● Written instruction
Copy out the entries again, starting with the first line of the entries and going on through the line with "(239, 204), (368, 462)", and add 7 to every coordinate in the bounding boxes given as answers.

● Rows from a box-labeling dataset
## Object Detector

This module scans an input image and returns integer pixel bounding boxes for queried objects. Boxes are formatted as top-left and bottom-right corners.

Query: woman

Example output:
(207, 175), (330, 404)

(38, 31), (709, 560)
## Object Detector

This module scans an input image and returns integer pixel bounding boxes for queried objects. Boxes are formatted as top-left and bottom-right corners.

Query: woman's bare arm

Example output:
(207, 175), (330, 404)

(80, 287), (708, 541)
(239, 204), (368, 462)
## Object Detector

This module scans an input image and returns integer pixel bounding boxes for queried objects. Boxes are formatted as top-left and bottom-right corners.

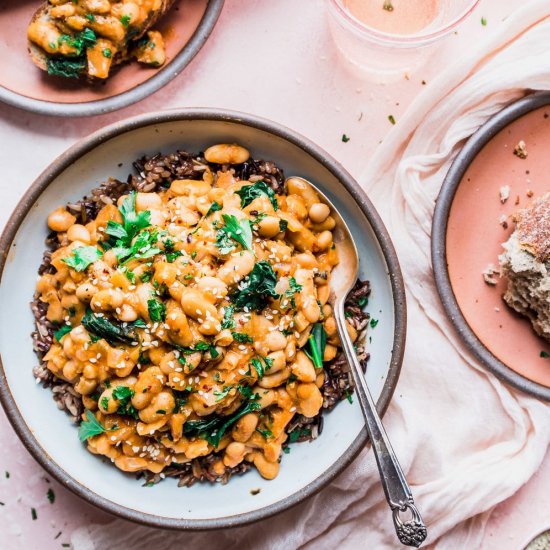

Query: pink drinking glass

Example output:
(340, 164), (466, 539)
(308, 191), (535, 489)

(327, 0), (480, 82)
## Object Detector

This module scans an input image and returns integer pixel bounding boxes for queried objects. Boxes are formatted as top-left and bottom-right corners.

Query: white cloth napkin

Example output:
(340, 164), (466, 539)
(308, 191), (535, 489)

(72, 0), (550, 550)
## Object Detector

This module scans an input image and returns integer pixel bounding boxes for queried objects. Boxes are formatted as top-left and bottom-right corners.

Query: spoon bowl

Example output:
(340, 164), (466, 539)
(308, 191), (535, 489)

(286, 177), (428, 547)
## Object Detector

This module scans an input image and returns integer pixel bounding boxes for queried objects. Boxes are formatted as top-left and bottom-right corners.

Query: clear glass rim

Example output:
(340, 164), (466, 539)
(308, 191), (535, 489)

(328, 0), (481, 47)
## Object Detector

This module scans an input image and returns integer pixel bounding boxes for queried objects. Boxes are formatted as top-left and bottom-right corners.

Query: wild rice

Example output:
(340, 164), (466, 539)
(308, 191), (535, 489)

(31, 151), (370, 487)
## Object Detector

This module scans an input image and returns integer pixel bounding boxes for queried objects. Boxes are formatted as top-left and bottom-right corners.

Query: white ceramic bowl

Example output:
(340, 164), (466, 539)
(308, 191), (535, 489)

(0, 110), (405, 529)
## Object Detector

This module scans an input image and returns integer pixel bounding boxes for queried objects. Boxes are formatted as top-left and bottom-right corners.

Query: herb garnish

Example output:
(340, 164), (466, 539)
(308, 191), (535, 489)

(204, 201), (222, 218)
(81, 309), (143, 344)
(61, 246), (103, 272)
(216, 214), (252, 254)
(47, 57), (86, 78)
(221, 305), (235, 329)
(250, 357), (273, 380)
(147, 298), (166, 323)
(78, 410), (107, 441)
(231, 332), (254, 344)
(235, 180), (279, 210)
(53, 325), (73, 342)
(231, 260), (279, 311)
(183, 394), (261, 447)
(304, 323), (327, 369)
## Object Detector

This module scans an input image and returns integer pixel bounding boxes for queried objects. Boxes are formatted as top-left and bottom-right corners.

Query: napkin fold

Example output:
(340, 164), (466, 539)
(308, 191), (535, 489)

(72, 0), (550, 550)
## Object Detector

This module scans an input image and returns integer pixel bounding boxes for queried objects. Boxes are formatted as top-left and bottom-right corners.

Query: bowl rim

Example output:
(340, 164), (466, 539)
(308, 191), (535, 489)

(431, 92), (550, 401)
(0, 108), (407, 530)
(0, 0), (225, 117)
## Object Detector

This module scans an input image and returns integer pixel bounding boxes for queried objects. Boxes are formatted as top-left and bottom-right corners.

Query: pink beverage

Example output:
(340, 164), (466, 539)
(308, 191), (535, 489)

(343, 0), (439, 35)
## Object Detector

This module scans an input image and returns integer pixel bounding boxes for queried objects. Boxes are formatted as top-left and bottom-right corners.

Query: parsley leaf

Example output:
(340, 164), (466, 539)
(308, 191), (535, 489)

(61, 246), (103, 271)
(78, 410), (107, 441)
(147, 298), (166, 323)
(304, 323), (327, 369)
(235, 180), (279, 210)
(231, 260), (279, 311)
(216, 214), (252, 254)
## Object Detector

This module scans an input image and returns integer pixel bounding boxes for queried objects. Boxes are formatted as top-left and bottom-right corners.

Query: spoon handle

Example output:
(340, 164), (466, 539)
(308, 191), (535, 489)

(335, 304), (428, 548)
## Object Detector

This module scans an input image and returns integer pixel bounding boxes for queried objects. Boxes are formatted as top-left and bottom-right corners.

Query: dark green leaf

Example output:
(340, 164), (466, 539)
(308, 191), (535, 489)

(61, 246), (103, 271)
(47, 57), (86, 78)
(82, 310), (142, 345)
(304, 323), (327, 369)
(216, 214), (252, 254)
(236, 180), (279, 210)
(78, 410), (107, 441)
(205, 201), (222, 218)
(231, 260), (279, 311)
(53, 325), (73, 342)
(231, 332), (254, 344)
(147, 298), (166, 323)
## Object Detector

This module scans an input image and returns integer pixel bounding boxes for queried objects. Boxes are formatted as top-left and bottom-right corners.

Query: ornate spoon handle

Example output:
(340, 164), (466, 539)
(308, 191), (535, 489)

(334, 304), (428, 548)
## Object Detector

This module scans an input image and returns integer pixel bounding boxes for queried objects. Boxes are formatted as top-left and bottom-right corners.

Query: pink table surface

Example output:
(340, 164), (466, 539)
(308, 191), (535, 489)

(0, 0), (550, 550)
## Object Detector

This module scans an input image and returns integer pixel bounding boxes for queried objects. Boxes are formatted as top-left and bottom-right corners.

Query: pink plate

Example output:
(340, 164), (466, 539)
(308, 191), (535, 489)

(0, 0), (223, 116)
(432, 94), (550, 399)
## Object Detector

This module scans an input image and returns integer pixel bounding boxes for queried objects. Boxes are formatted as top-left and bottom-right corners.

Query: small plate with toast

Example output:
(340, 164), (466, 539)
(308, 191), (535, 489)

(0, 0), (224, 116)
(432, 92), (550, 401)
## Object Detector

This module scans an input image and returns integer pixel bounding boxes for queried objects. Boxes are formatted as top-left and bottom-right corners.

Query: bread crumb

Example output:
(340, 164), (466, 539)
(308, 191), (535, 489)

(499, 185), (510, 204)
(514, 139), (528, 159)
(481, 264), (500, 286)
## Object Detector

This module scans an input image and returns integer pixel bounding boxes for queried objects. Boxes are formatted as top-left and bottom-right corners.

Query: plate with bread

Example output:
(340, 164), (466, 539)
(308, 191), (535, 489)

(432, 93), (550, 401)
(0, 0), (223, 116)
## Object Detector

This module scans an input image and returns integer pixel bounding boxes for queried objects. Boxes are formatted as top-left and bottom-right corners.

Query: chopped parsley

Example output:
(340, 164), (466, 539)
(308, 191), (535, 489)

(147, 298), (166, 323)
(304, 323), (327, 369)
(235, 180), (279, 210)
(216, 214), (252, 254)
(231, 260), (279, 311)
(61, 246), (103, 272)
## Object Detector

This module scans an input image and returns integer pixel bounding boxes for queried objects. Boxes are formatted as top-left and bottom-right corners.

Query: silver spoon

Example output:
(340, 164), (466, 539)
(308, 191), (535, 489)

(287, 177), (428, 548)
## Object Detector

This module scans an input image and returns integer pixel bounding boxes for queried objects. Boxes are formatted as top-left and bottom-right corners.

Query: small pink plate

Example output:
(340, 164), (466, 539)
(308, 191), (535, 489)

(0, 0), (224, 116)
(432, 93), (550, 400)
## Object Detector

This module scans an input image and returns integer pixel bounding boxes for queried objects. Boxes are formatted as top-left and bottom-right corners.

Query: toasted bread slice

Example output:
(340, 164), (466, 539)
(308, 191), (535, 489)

(499, 193), (550, 341)
(27, 0), (175, 81)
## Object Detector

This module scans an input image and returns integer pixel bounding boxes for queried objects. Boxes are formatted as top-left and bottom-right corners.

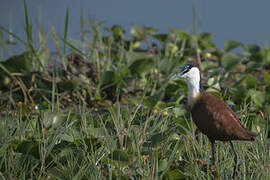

● Response to the task
## Object Detector

This module scans an input image and returns integer pixel bounding boxes for queried objects. Boxes are formatted as top-left and bottom-right corners.

Query: woman

Example output:
(207, 175), (330, 404)

(45, 38), (716, 567)
## Object Detector

This module scans an input image and returns integer pixel bounding boxes for queried objects. Boxes are formatted as top-left and bottom-right corners.

Query: woman's bare arm

Example output:
(207, 175), (330, 404)

(87, 294), (715, 548)
(246, 211), (375, 469)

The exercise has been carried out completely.